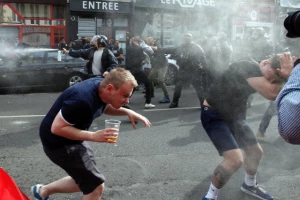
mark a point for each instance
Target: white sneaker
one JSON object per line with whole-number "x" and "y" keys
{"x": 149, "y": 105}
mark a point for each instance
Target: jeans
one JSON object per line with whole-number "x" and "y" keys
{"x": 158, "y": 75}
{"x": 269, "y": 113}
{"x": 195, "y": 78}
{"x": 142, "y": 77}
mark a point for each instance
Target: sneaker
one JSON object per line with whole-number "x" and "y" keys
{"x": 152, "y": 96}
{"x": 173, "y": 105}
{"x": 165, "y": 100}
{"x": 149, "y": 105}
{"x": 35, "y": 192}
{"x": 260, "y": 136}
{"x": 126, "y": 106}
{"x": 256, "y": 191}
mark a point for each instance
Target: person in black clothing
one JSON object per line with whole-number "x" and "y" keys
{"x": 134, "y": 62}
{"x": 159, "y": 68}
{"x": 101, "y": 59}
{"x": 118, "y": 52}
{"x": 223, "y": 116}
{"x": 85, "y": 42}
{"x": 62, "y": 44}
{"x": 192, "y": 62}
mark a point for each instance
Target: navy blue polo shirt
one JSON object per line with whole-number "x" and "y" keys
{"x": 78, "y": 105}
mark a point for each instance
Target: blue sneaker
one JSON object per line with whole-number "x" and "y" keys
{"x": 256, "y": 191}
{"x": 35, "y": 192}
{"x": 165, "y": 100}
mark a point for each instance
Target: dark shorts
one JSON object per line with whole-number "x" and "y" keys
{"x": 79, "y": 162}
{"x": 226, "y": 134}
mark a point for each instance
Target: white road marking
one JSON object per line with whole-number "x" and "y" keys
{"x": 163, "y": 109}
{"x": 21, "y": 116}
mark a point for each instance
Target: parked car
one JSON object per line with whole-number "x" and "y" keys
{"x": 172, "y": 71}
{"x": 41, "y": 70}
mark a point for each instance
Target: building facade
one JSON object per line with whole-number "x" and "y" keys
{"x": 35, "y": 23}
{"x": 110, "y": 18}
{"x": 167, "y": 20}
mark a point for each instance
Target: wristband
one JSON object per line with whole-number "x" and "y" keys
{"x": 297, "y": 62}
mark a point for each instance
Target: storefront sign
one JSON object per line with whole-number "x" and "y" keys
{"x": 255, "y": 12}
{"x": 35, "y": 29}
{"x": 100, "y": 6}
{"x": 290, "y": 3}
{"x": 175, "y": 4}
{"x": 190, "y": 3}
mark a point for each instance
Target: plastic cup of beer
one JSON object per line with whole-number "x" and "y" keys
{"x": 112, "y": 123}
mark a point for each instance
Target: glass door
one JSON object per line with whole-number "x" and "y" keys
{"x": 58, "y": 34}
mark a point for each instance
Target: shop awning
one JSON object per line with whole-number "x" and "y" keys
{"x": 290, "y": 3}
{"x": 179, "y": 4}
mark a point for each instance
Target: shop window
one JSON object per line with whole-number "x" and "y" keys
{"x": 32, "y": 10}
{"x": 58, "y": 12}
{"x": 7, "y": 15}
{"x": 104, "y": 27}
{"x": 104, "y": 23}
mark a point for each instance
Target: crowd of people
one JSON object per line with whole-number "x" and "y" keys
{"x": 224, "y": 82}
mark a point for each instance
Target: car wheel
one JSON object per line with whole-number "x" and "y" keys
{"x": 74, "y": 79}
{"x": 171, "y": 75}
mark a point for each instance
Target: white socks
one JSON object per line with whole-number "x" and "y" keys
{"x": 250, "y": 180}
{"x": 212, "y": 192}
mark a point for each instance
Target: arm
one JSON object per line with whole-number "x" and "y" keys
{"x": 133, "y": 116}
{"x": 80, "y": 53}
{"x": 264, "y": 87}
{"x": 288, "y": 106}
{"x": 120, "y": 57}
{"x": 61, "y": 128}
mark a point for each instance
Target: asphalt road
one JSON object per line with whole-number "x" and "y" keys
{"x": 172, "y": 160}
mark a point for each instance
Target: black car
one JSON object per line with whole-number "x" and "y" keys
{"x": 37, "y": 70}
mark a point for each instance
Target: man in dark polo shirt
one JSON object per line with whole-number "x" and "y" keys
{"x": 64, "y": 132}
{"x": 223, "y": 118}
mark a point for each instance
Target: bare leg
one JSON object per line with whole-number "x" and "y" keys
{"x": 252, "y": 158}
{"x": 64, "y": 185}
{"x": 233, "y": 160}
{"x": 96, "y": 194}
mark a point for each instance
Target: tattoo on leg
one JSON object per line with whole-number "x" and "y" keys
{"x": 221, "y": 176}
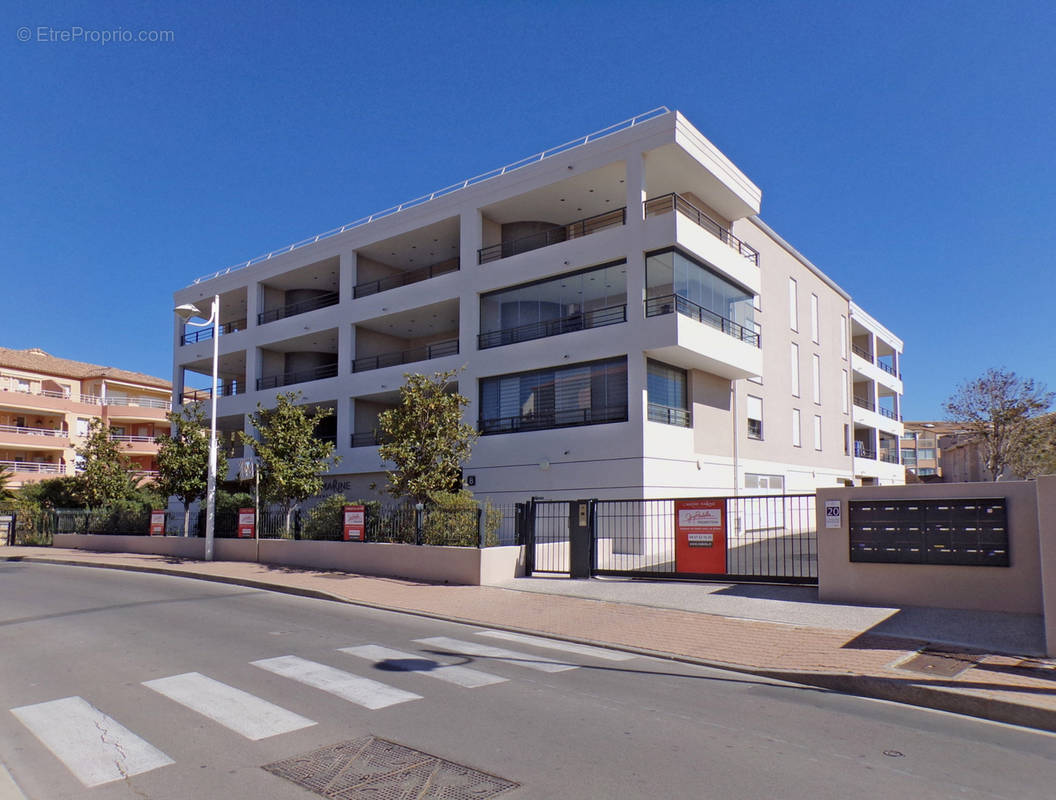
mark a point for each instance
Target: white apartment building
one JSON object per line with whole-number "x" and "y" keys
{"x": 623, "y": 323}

Task instructions → Output each of the lines above exactly, apart from the images.

Answer for this exercise →
mark a point for each instance
Target: white sneaker
one JSON object per line with whole-number "x" and "y" keys
{"x": 149, "y": 105}
mark a point for each instance
Target: jeans
one JSON object per line with whole-number "x" and "y" keys
{"x": 158, "y": 75}
{"x": 269, "y": 113}
{"x": 195, "y": 78}
{"x": 142, "y": 77}
mark a point for each instance
Target: sneaker
one JSON object per line with whole-number "x" and "y" keys
{"x": 152, "y": 96}
{"x": 173, "y": 105}
{"x": 165, "y": 100}
{"x": 149, "y": 105}
{"x": 35, "y": 192}
{"x": 260, "y": 136}
{"x": 126, "y": 106}
{"x": 256, "y": 191}
mark a point for each instance
Target: person in black clothing
one JSON object per line with whole-number "x" and "y" keys
{"x": 134, "y": 62}
{"x": 159, "y": 68}
{"x": 101, "y": 59}
{"x": 118, "y": 52}
{"x": 223, "y": 116}
{"x": 85, "y": 42}
{"x": 62, "y": 44}
{"x": 192, "y": 62}
mark a point for each instance
Target: navy blue polo shirt
one JSON object per line with whole-number "x" and "y" keys
{"x": 78, "y": 105}
mark a point for each instance
Target: blue sneaker
one JSON object per line with whole-number "x" and "y" keys
{"x": 256, "y": 191}
{"x": 35, "y": 192}
{"x": 165, "y": 100}
mark a point for each instance
Target: dark shorts
one JSON object per line with whole-number "x" and "y" keys
{"x": 79, "y": 162}
{"x": 226, "y": 134}
mark a point for each instance
Target: white road marking
one JSON object per line with whole-number "x" and "y" keys
{"x": 163, "y": 109}
{"x": 21, "y": 116}
mark a point for each instance
Target: parked car
one JSON object per line with whole-number "x" and "y" keys
{"x": 172, "y": 71}
{"x": 41, "y": 70}
mark a point for each instance
Target: building facade
one JSON object per line with whole-number "x" and "y" keys
{"x": 35, "y": 23}
{"x": 110, "y": 18}
{"x": 167, "y": 20}
mark a point for each instance
Target: wristband
one JSON object per line with whole-number "x" and "y" keys
{"x": 297, "y": 62}
mark a point for each instance
Target: storefront sign
one JSON object per line with whole-number "x" and "y" keys
{"x": 255, "y": 12}
{"x": 35, "y": 29}
{"x": 100, "y": 6}
{"x": 290, "y": 3}
{"x": 175, "y": 4}
{"x": 190, "y": 3}
mark a point for each instance
Target: plastic cup of beer
one JSON object per line with whole-number "x" and "y" keys
{"x": 112, "y": 123}
mark a point for each instance
Target: glass door
one JSON object per line with whole-number "x" and "y" keys
{"x": 58, "y": 34}
mark a point for each instance
Target: shop awning
one JSON object per line with whole-number "x" and "y" keys
{"x": 290, "y": 3}
{"x": 179, "y": 4}
mark a point for each instance
Target: shop window
one JSON object per line with whole-number "x" and "y" keys
{"x": 32, "y": 10}
{"x": 58, "y": 12}
{"x": 7, "y": 15}
{"x": 104, "y": 27}
{"x": 104, "y": 23}
mark a point for each instance
Target: crowd of people
one JSON object per line with whole-number "x" and "y" keys
{"x": 224, "y": 82}
mark a point for each instance
Target: car wheel
one JSON object per line with whole-number "x" and "y" keys
{"x": 74, "y": 79}
{"x": 171, "y": 75}
mark a point for each instance
Target: white socks
one JSON object per line with whole-number "x" and "y" keys
{"x": 250, "y": 180}
{"x": 212, "y": 192}
mark a point for each instance
Target: arm
one JSON object per line with whole-number "x" and "y" keys
{"x": 133, "y": 116}
{"x": 80, "y": 53}
{"x": 264, "y": 87}
{"x": 288, "y": 106}
{"x": 120, "y": 57}
{"x": 61, "y": 128}
mark a point for each instance
Target: asphalt road
one JSON object per line with whole-number "x" and "y" keys
{"x": 172, "y": 160}
mark a point for each instance
Target: black car
one JSON object per line with whole-number "x" and "y" keys
{"x": 37, "y": 70}
mark a point for each instance
Target: man in dark polo shirt
one JSON object per line with whole-number "x" and "y" keys
{"x": 64, "y": 132}
{"x": 223, "y": 118}
mark a point for each instance
Target: bare leg
one JSON object per line with whole-number "x" and "y" keys
{"x": 252, "y": 158}
{"x": 64, "y": 185}
{"x": 233, "y": 160}
{"x": 96, "y": 194}
mark a point for each instance
Target: tattoo on leg
one JSON object per line with whole-number "x" and "y" keys
{"x": 221, "y": 176}
mark a point for each instance
Target: white apartment building
one JSON object per line with whole-number "x" and "y" keys
{"x": 623, "y": 323}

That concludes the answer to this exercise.